Please format the material as a numbered list with blank lines left out. Begin at the line that contains "Question: In the picture above, for every instance of the brick" and stop after the final line of the material.

Records of labeled points:
- - -

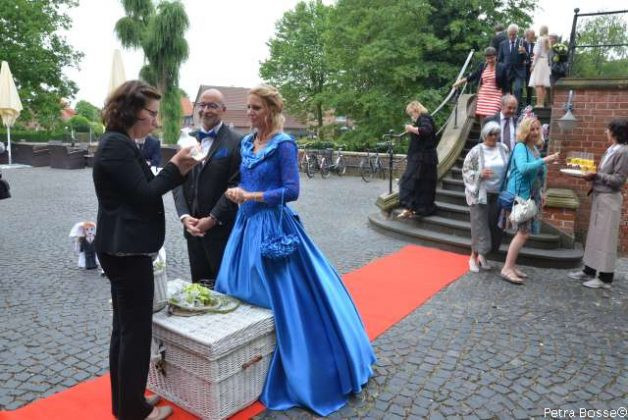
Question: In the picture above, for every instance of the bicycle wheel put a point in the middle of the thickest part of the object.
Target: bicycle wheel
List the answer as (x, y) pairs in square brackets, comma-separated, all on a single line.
[(325, 168), (341, 168), (309, 168), (366, 171)]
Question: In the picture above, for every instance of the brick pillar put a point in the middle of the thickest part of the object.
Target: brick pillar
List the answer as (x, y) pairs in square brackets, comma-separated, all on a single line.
[(596, 103)]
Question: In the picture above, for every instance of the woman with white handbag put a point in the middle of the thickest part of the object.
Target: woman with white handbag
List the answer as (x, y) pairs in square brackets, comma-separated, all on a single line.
[(483, 172), (525, 183)]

- - -

◆ Answer to the exercise
1. Question: In the picture above, for every instance of the brick pillar put a point in the middle of the thickest part of the object.
2. Target: brick pillar
3. List the answer as (x, y) pairs in square brackets, comma-separated, all on a single line.
4. [(596, 103)]
5. Question: In the picture above, for every instance of the woman with white handbag put a point in the middle of the thickest part of the object.
6. Target: woman with white handbag
7. List the answer as (x, y) pairs in square brackets, comma-separated, all on a single line.
8. [(483, 172), (525, 183)]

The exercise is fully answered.